▸ Exercise directions
Reproduce the entries from their very start through the line containing "469], [470, 459]]", with that line included. Leave the picture out of your copy.

━━━━━ Listed entries

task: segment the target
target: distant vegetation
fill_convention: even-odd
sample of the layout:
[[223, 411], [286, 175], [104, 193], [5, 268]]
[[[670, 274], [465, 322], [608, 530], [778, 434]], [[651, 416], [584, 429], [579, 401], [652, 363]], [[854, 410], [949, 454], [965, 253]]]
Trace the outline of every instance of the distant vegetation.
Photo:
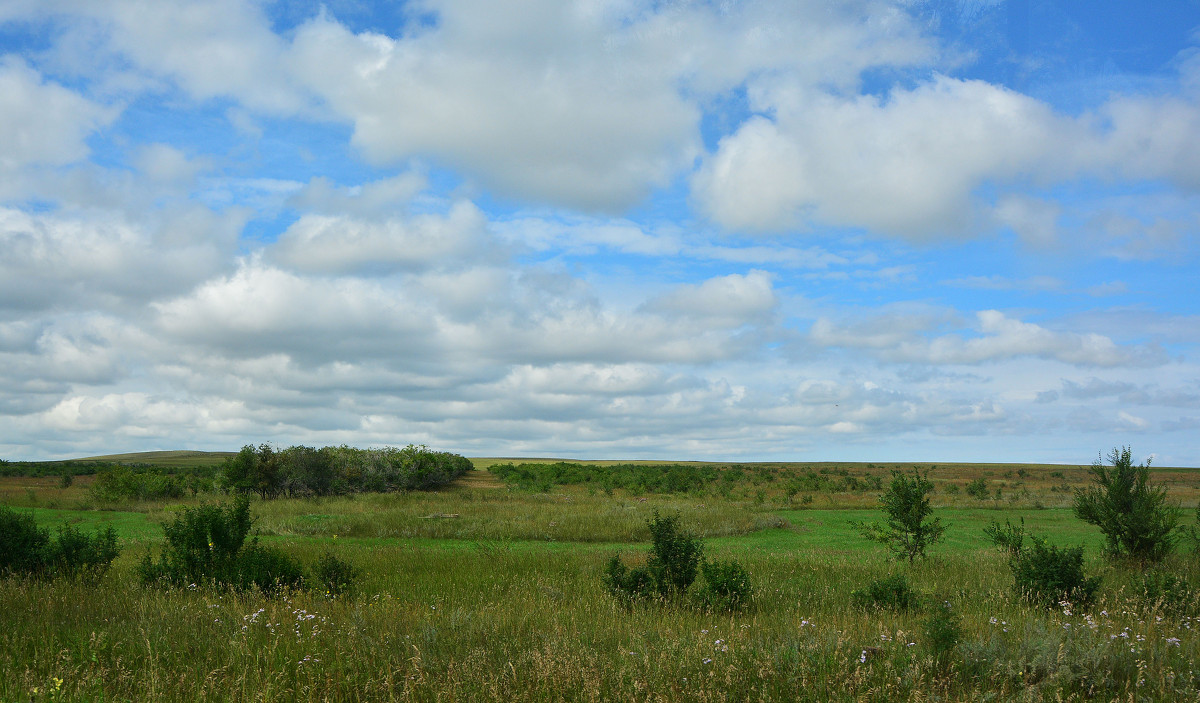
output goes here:
[[1200, 470], [1124, 451], [181, 453], [0, 477], [0, 701], [1200, 699]]
[[426, 446], [354, 449], [350, 446], [246, 445], [220, 469], [222, 487], [257, 493], [264, 500], [280, 495], [342, 495], [346, 493], [428, 491], [474, 469], [470, 459]]

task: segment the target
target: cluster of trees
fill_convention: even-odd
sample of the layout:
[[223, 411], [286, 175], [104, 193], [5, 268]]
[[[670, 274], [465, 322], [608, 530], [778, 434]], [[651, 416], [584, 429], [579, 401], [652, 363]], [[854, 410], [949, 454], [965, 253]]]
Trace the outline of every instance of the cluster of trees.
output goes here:
[[[880, 495], [886, 522], [854, 524], [899, 559], [923, 558], [929, 546], [942, 541], [947, 528], [931, 515], [932, 491], [920, 471], [893, 471], [892, 483]], [[1180, 539], [1189, 537], [1200, 546], [1200, 525], [1180, 523], [1181, 510], [1168, 503], [1166, 489], [1150, 483], [1148, 462], [1135, 465], [1127, 446], [1109, 452], [1106, 463], [1097, 459], [1092, 464], [1092, 485], [1075, 493], [1074, 512], [1100, 528], [1110, 558], [1142, 567], [1163, 561]], [[1200, 521], [1200, 507], [1196, 516]], [[1051, 546], [1044, 537], [1027, 535], [1024, 521], [1020, 525], [994, 522], [986, 533], [1008, 554], [1015, 588], [1027, 600], [1054, 607], [1063, 599], [1080, 606], [1094, 599], [1100, 579], [1084, 572], [1082, 547]], [[1174, 588], [1175, 581], [1168, 578], [1166, 583]]]
[[427, 491], [474, 469], [470, 459], [426, 446], [355, 449], [350, 446], [246, 445], [224, 461], [220, 483], [260, 498], [340, 495], [356, 492]]
[[[577, 464], [570, 462], [494, 464], [487, 470], [522, 491], [550, 491], [552, 486], [590, 483], [605, 491], [635, 493], [688, 493], [719, 479], [715, 467], [684, 464]], [[740, 470], [738, 471], [740, 474]]]

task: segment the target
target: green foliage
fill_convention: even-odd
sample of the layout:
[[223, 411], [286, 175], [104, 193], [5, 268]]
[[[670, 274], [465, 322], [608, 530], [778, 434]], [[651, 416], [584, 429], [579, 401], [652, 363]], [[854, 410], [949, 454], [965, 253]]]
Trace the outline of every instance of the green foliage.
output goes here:
[[979, 500], [988, 499], [988, 480], [976, 479], [967, 483], [967, 495], [972, 498], [978, 498]]
[[887, 546], [898, 559], [911, 563], [918, 557], [924, 558], [925, 549], [940, 542], [946, 533], [941, 518], [930, 518], [929, 494], [932, 491], [928, 471], [922, 474], [913, 469], [911, 476], [892, 471], [892, 483], [880, 495], [887, 522], [854, 523], [854, 527], [866, 539]]
[[1128, 446], [1112, 449], [1109, 464], [1092, 464], [1092, 486], [1075, 493], [1075, 515], [1100, 528], [1114, 557], [1160, 561], [1175, 546], [1180, 510], [1166, 489], [1150, 485], [1150, 465], [1134, 465]]
[[166, 545], [155, 561], [146, 554], [138, 567], [142, 583], [172, 587], [221, 584], [275, 594], [299, 588], [304, 570], [278, 549], [246, 542], [253, 519], [250, 501], [185, 507], [163, 527]]
[[949, 657], [962, 639], [962, 618], [950, 605], [942, 601], [934, 613], [922, 623], [925, 633], [925, 647], [940, 665], [949, 663]]
[[1016, 593], [1034, 605], [1055, 607], [1062, 601], [1079, 608], [1096, 600], [1100, 578], [1084, 572], [1082, 547], [1054, 547], [1030, 535], [1030, 543], [1009, 559]]
[[474, 469], [470, 459], [425, 446], [354, 449], [349, 446], [246, 445], [221, 465], [221, 485], [235, 493], [337, 495], [356, 492], [427, 491]]
[[613, 554], [604, 572], [604, 584], [608, 593], [625, 606], [650, 599], [655, 593], [654, 578], [646, 569], [630, 569]]
[[736, 559], [700, 563], [704, 576], [703, 587], [696, 596], [701, 607], [714, 612], [744, 611], [754, 600], [750, 573]]
[[920, 595], [908, 585], [904, 573], [877, 578], [865, 588], [854, 589], [850, 593], [850, 600], [864, 609], [886, 608], [904, 612], [920, 606]]
[[1008, 554], [1009, 559], [1015, 558], [1021, 553], [1021, 547], [1025, 546], [1025, 518], [1021, 518], [1021, 524], [1013, 524], [1004, 521], [1004, 524], [1000, 524], [992, 521], [991, 524], [985, 527], [983, 531], [991, 537], [991, 543], [1000, 547], [1002, 552]]
[[605, 587], [613, 597], [626, 605], [652, 597], [679, 600], [697, 571], [703, 571], [704, 585], [697, 595], [703, 607], [736, 611], [750, 605], [754, 589], [745, 569], [734, 560], [706, 561], [700, 540], [679, 529], [679, 516], [654, 511], [647, 527], [652, 545], [644, 567], [630, 569], [616, 555], [605, 567]]
[[661, 516], [655, 510], [647, 523], [650, 528], [650, 557], [646, 569], [654, 579], [654, 588], [664, 597], [682, 595], [696, 581], [696, 570], [703, 545], [679, 529], [679, 516]]
[[1144, 602], [1172, 615], [1190, 615], [1200, 595], [1187, 579], [1158, 569], [1142, 573], [1138, 587]]
[[322, 554], [312, 571], [317, 588], [322, 589], [329, 597], [353, 594], [360, 576], [358, 567], [349, 561], [338, 559], [331, 552]]
[[32, 513], [0, 507], [0, 576], [24, 573], [98, 581], [120, 553], [113, 528], [86, 535], [71, 525], [54, 536]]

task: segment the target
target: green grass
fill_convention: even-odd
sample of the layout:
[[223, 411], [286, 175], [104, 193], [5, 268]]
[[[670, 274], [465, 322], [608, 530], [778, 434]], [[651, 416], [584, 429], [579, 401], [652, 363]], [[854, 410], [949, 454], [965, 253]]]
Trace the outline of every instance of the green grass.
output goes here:
[[[1057, 489], [1082, 485], [1086, 470], [1003, 476], [1019, 469], [931, 471], [943, 486], [990, 471], [989, 481], [1008, 483], [1006, 499], [940, 491], [935, 515], [950, 525], [947, 541], [912, 565], [888, 560], [851, 524], [881, 519], [876, 494], [818, 495], [798, 510], [778, 481], [748, 482], [728, 498], [638, 498], [582, 487], [521, 493], [479, 471], [437, 493], [254, 501], [264, 542], [310, 566], [331, 551], [362, 570], [359, 594], [341, 600], [138, 585], [136, 565], [157, 548], [161, 524], [180, 505], [218, 497], [77, 510], [88, 505], [85, 481], [60, 489], [13, 480], [7, 493], [0, 481], [0, 500], [32, 505], [38, 522], [113, 525], [125, 547], [96, 585], [0, 579], [0, 701], [1200, 697], [1200, 602], [1184, 603], [1183, 614], [1157, 609], [1138, 597], [1133, 567], [1100, 557], [1099, 531]], [[1193, 500], [1200, 473], [1171, 475], [1172, 497]], [[1019, 481], [1030, 495], [1012, 486]], [[1010, 493], [1019, 498], [1010, 503]], [[746, 567], [750, 612], [626, 611], [605, 593], [600, 573], [612, 554], [644, 558], [654, 510], [677, 511], [707, 554]], [[1104, 585], [1086, 618], [1033, 608], [1013, 593], [983, 528], [1020, 517], [1052, 543], [1087, 548]], [[1200, 589], [1200, 559], [1184, 552], [1168, 566]], [[961, 617], [947, 665], [924, 635], [930, 605], [902, 614], [851, 606], [852, 590], [894, 572]]]

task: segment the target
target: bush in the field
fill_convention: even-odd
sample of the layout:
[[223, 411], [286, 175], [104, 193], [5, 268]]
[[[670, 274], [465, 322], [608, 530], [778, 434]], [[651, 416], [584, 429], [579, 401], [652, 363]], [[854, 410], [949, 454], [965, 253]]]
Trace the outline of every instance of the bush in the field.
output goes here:
[[1009, 560], [1016, 591], [1027, 601], [1055, 607], [1068, 601], [1086, 608], [1096, 601], [1098, 576], [1084, 572], [1082, 547], [1054, 547], [1031, 536], [1030, 545]]
[[1195, 612], [1200, 594], [1187, 579], [1153, 570], [1141, 575], [1136, 588], [1141, 590], [1142, 601], [1151, 607], [1160, 608], [1171, 615], [1190, 615]]
[[860, 608], [910, 611], [920, 606], [920, 595], [908, 585], [904, 573], [877, 578], [850, 594], [851, 602]]
[[0, 576], [98, 579], [119, 553], [113, 528], [86, 535], [62, 525], [52, 536], [32, 513], [0, 507]]
[[730, 612], [750, 607], [754, 599], [750, 573], [737, 560], [706, 559], [700, 563], [700, 571], [704, 582], [696, 594], [696, 601], [702, 608]]
[[950, 655], [962, 639], [962, 618], [954, 611], [950, 601], [943, 601], [922, 624], [925, 631], [925, 647], [940, 666], [948, 666]]
[[679, 529], [679, 516], [661, 516], [658, 511], [647, 522], [650, 553], [646, 566], [630, 569], [614, 555], [605, 567], [604, 583], [608, 593], [626, 606], [658, 599], [678, 601], [703, 572], [704, 584], [694, 602], [713, 611], [740, 611], [754, 596], [750, 575], [736, 560], [707, 561], [698, 539]]
[[1175, 547], [1180, 509], [1150, 485], [1150, 462], [1134, 465], [1128, 446], [1092, 464], [1092, 485], [1075, 493], [1075, 516], [1100, 528], [1112, 557], [1162, 561]]
[[317, 588], [323, 589], [326, 596], [338, 597], [354, 593], [360, 571], [353, 564], [325, 552], [317, 559], [312, 576]]
[[253, 519], [250, 501], [239, 498], [232, 505], [185, 507], [163, 527], [167, 541], [157, 561], [146, 554], [138, 567], [145, 584], [185, 587], [220, 584], [266, 594], [299, 588], [304, 567], [288, 554], [246, 542]]

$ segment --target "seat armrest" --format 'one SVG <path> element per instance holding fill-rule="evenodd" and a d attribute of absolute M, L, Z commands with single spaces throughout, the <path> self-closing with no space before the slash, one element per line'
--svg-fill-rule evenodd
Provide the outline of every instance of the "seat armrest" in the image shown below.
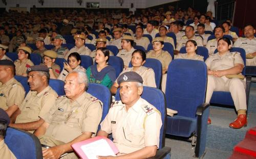
<path fill-rule="evenodd" d="M 170 157 L 170 150 L 171 150 L 170 147 L 165 146 L 162 148 L 161 148 L 161 149 L 157 151 L 155 156 L 147 158 L 150 158 L 150 159 L 165 158 L 164 157 L 165 157 L 167 155 L 169 155 Z"/>

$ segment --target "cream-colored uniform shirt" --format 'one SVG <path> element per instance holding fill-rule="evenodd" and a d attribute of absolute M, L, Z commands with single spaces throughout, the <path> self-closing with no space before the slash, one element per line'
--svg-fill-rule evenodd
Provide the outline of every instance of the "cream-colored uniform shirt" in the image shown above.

━━━━━━━━━━

▸ Result of the task
task: segment the target
target: distant vegetation
fill_convention: even-odd
sample of the layout:
[[223, 411], [286, 175], [104, 193], [5, 268]]
[[[670, 274], [465, 322], [608, 530], [778, 434]], [[651, 416], [584, 429], [579, 401], [652, 363]], [[854, 410], [949, 454], [965, 253]]]
Trace the outline of every instance of the distant vegetation.
Photo:
output goes here:
[[1200, 470], [1124, 451], [181, 453], [0, 477], [0, 701], [1200, 699]]
[[426, 446], [354, 449], [350, 446], [246, 445], [220, 469], [222, 487], [257, 493], [264, 500], [280, 495], [342, 495], [346, 493], [428, 491], [474, 469], [470, 459]]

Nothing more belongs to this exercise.